**Texto para ler**
++++++++++++++++++++

Nós temos bons actores, bons realizadores, muitos bons cantores, muitos bons músicos. Não vamos agora dizer que não temos, porque temos. Não haja agora a veleidade de dizer eu é que cantava bem, que eu é que sabia tudo. É mentira. Nós temos a Mariza, o FF, o Diogo Piçarra, o Camané, a Carminho… Caramba, não fiquem só na Amália. É evidente que tivemos a Amália e que não haverá outra. Isso é outra história, ponto final e parágrafo. Mas temos guitarristas extraordinários. Eu nunca perco o programa The Voice e vejo gente a cantar maravilhosamente bem. Agora pergunto, e vão cantar onde neste País? A rádio passa muito pouca música portuguesa, quando havia uma lei que dizia ser obrigatório passar uma percentagem de música portuguesa. Coisa que nunca foi cumprida. Que eu saiba. Eu também ouço muito pouca rádio. Sou ‘fanzérrima’ de televisão e quando ouço rádio é sempre numa estação que dê música que eu gosto. E acabou-se. Não tenho paciência para conversas na rádio. Se eu fosse de manhã para o trabalho a ouvir aquelas tretas batia com o carro no primeiro candeeiro. Eu percebo que é o trabalho que têm de fazer e é bem-feito. Mas eu não teria paciência, jamais.
Muitos artistas mais velhos reclamam falta de oportunidades de trabalho. O que diz isto sobre a nossa sociedade?
Nós somos uma população de gente com idade. E tenho impressão de que as pessoas com idade têm o mesmo direito do que as outras, desde que sejam capazes, que estejam lúcidas, que tenham vozes e que cantem. Eu percebo que a gente mais nova tem mais audiência, tem mais público. Mas, desculpem lá, os velhos fazem muita falta. Os velhos estão cá, existem, muitas vezes lúcidos e com vontade de trabalhar. E vê-se nas telenovelas, onde há gente a representar com 60 e tal, com 70 anos. Há papéis para toda a gente. Nas histórias não há só filhos, primos e irmãos. Também há pais mais velhos, avós e bisavós. Tudo isso faz parte da nossa vida. Porque se não houver um ontem, não há amanhã. Sem ontem não há futuro. Eu gosto é de olhar para o futuro. Vamos olhar para a frente, vamos atravessar outra vez o mar…. nem que seja para ir até às Berlengas.

++++++++++++++++++++

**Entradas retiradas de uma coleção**

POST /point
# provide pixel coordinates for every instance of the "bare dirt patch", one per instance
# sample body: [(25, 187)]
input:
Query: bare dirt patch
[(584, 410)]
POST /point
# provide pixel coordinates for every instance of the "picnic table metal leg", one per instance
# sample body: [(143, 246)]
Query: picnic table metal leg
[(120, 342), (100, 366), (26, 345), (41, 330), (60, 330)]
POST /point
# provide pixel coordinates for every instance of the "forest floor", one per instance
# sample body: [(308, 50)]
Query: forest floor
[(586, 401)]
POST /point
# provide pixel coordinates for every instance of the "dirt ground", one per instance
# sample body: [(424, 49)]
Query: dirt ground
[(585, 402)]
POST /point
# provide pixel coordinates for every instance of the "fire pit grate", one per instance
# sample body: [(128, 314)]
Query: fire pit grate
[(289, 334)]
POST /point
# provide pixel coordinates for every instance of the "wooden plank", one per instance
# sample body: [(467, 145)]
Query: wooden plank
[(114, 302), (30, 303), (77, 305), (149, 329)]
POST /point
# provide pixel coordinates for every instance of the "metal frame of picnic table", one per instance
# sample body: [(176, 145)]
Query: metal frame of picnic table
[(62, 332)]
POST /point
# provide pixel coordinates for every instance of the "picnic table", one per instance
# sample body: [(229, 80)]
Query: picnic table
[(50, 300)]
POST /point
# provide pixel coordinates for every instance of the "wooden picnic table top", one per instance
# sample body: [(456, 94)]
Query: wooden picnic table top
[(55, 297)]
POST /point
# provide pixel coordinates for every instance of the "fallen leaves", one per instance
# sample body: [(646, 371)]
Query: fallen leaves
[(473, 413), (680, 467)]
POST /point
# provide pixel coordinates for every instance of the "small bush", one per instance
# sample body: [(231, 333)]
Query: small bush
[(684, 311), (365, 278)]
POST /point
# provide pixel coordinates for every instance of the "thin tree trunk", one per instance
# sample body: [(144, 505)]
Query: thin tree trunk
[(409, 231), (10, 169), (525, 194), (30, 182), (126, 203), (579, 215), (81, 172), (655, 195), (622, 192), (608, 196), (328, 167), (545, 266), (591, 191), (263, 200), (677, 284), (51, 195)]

++++++++++++++++++++

**Lista de atividades**
1) Edita o trecho do texto sobre os artistas portugueses que vai de "Nós somos uma" até "até às Berlengas.", inclusive, substituindo "telenovelas" por "séries".
2) Retoma o texto sobre os artistas portugueses e continua-o a partir do ponto onde acaba.

**Respostas às tarefas**
1)
Nós somos uma população de gente com idade. E tenho impressão de que as pessoas com idade têm o mesmo direito do que as outras, desde que sejam capazes, que estejam lúcidas, que tenham vozes e que cantem. Eu percebo que a gente mais nova tem mais audiência, tem mais público. Mas, desculpem lá, os velhos fazem muita falta. Os velhos estão cá, existem, muitas vezes lúcidos e com vontade de trabalhar. E vê-se nas séries, onde há gente a representar com 60 e tal, com 70 anos. Há papéis para toda a gente. Nas histórias não há só filhos, primos e irmãos. Também há pais mais velhos, avós e bisavós. Tudo isso faz parte da nossa vida. Porque se não houver um ontem, não há amanhã. Sem ontem não há futuro. Eu gosto é de olhar para o futuro. Vamos olhar para a frente, vamos atravessar outra vez o mar…. nem que seja para ir até às Berlengas.

2)
Pensa na sua finitude?
Não penso nada na minha finitude. Adoro viver. Desde que esteja lúcida. Mas ligada às máquinas, não.
E depois do fim? Quem estará à sua espera?
Acredito muito no para lá. Acreditei sempre. Acho que nós somos energia. E que continuamos de uma forma qualquer. Acredito profundamente nisso e que vou encontrar muitos amigos. E o meu pai, a minha mãe, o Varela, os meus avós.
Simone de Oliveira nasceu em Lisboa há 84 anos. Casou aos 19, mas, vítima de violência doméstica, rapidamente acabou por sair de casa. Dedicou-se à música, quando o País pouco permitia à mulher, menos ainda no que respeitava à cultura. Em 1969 venceu o Festival RTP da Canção com a música mais icónica da sua carreira, a Desfolhada Portuguesa, da autoria de José Carlos Ary dos Santos, ousando cantar, em plena ditadura, “quem faz um filho, fá-lo por gosto”. Em 1965, tinha vencido o mesmo festival com Sol de Inverno. Simone de Oliveira fez também jornalismo, teatro, cinema e televisão. Depois de 65 anos de carreira, pisando palcos em inúmeros países, deu esta terça-feira o seu concerto de despedida, Sim, sou eu… Simone, no Coliseu dos Recreios, em Lisboa.